Position annotation records:
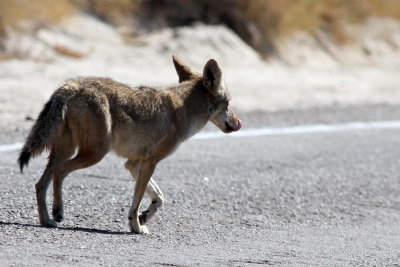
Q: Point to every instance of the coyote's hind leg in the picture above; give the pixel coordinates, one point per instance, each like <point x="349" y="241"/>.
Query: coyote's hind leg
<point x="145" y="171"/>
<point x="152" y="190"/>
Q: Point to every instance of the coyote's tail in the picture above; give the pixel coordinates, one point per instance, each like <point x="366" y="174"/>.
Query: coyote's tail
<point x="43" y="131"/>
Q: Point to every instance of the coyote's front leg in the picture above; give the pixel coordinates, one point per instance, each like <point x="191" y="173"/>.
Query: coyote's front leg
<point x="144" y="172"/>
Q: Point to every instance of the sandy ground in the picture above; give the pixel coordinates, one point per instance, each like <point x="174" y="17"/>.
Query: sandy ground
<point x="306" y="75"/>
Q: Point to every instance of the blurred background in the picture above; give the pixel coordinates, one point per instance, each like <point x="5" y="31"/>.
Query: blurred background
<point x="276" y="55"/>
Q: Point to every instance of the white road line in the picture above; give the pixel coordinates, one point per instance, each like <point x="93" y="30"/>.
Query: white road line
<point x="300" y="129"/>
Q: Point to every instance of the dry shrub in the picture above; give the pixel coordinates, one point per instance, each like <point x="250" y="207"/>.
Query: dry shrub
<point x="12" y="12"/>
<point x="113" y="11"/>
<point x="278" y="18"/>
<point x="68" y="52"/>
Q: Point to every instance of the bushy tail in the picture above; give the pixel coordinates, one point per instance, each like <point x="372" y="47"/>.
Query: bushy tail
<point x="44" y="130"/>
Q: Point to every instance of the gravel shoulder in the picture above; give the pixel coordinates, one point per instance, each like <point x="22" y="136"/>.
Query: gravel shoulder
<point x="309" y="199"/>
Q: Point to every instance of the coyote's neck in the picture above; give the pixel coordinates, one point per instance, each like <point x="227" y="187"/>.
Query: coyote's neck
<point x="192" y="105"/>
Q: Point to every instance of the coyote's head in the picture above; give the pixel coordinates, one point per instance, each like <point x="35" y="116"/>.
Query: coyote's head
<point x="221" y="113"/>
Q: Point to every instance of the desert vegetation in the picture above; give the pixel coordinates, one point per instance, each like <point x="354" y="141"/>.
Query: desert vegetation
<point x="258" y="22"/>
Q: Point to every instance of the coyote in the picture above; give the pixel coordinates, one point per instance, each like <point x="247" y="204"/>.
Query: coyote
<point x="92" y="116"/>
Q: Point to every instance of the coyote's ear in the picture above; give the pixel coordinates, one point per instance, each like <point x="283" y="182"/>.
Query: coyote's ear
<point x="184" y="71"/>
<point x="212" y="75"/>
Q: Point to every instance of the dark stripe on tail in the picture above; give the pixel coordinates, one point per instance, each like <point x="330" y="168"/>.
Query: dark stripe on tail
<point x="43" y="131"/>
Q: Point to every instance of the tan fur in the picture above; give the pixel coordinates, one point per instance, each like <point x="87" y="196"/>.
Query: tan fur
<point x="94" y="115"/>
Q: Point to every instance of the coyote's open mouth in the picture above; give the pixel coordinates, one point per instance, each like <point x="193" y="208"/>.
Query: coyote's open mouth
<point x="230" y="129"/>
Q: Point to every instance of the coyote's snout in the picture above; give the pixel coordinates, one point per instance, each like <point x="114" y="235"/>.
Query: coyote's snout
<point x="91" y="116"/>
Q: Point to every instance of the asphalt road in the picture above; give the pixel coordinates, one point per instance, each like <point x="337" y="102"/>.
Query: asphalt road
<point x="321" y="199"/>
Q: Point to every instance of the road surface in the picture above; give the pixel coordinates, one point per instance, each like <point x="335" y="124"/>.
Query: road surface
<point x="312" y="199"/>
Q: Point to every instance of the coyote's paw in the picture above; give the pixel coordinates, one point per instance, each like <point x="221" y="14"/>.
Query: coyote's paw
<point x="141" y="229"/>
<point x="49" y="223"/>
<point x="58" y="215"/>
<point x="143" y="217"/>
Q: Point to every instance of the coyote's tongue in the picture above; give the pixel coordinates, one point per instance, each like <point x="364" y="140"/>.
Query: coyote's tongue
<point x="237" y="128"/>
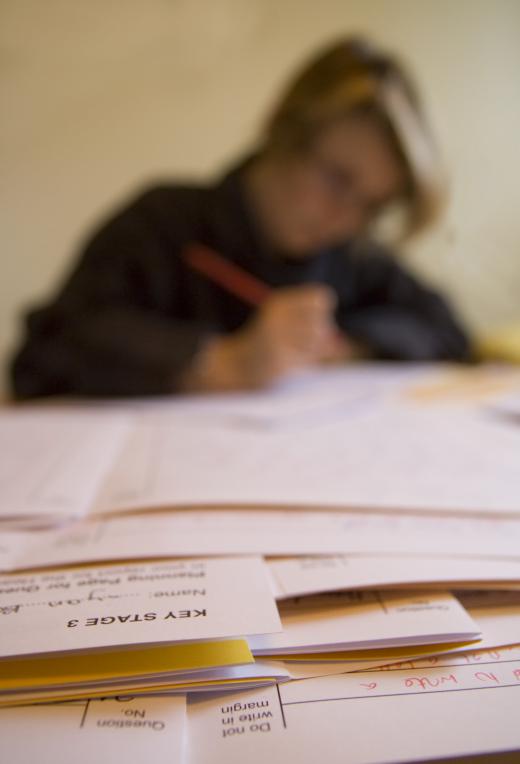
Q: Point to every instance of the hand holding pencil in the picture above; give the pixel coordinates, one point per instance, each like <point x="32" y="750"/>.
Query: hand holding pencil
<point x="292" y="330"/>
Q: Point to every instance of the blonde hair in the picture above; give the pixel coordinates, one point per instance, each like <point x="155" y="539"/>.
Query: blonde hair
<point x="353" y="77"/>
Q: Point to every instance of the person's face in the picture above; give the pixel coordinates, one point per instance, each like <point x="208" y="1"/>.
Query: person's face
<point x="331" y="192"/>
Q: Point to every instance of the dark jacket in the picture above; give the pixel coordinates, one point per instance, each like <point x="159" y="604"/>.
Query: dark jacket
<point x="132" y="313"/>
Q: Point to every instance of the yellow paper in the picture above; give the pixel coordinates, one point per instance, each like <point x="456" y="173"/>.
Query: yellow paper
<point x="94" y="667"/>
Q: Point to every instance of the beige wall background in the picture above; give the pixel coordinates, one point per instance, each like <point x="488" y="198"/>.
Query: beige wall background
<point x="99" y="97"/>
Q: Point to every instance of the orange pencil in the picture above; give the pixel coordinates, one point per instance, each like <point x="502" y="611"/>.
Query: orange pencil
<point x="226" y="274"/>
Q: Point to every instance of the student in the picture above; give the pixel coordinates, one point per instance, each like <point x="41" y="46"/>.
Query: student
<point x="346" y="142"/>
---
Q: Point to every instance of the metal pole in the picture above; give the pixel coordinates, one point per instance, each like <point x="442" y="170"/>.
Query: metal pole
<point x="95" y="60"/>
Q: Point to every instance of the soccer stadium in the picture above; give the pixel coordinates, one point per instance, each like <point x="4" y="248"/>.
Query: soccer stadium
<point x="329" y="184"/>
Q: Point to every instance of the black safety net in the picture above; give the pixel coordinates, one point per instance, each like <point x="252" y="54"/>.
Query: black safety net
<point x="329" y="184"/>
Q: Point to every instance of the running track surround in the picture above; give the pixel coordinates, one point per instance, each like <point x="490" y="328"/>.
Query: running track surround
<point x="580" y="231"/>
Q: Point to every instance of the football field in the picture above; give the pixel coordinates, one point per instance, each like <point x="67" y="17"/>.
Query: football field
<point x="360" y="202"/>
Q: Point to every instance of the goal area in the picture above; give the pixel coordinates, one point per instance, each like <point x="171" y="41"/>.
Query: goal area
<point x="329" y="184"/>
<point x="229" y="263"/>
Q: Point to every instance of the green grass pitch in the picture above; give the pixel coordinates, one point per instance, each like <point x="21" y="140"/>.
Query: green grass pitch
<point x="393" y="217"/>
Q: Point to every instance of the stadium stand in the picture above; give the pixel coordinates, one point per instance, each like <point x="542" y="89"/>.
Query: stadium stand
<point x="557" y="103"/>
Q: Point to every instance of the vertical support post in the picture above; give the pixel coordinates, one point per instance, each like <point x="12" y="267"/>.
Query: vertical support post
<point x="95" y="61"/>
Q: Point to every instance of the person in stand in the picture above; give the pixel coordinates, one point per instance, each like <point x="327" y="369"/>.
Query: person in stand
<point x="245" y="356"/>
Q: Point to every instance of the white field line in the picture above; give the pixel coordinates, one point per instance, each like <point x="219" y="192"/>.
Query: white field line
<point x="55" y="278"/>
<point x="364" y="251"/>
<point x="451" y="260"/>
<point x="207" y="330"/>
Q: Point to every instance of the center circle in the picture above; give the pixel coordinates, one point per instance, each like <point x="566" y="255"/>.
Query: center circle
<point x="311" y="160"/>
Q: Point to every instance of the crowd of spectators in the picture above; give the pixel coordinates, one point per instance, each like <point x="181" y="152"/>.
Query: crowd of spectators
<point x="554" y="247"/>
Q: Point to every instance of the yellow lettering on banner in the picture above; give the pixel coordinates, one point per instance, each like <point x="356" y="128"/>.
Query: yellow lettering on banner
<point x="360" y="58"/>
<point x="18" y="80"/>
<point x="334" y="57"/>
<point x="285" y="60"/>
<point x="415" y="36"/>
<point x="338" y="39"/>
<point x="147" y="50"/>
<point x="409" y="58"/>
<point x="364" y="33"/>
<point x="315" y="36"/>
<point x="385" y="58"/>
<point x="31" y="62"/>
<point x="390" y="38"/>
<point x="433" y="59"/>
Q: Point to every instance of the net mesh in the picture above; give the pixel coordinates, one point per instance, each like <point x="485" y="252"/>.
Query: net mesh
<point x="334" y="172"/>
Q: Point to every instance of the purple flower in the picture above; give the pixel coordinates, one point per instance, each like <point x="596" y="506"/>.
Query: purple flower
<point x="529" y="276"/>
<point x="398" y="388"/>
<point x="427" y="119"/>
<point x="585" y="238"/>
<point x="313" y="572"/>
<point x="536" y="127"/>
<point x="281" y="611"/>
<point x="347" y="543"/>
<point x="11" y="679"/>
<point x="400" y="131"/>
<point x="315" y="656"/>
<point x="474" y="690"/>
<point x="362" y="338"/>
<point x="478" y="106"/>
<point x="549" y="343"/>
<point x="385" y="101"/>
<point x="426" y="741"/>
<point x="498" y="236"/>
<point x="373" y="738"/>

→ Given instruction
Pick out each line of the data above that contains the string "banner". Case counts.

→ Task solution
Q: Point to every instance of the yellow lettering on banner in the picture above; give the pixel coordinates, one point per instance, each like <point x="356" y="128"/>.
Query: yellow lettering on banner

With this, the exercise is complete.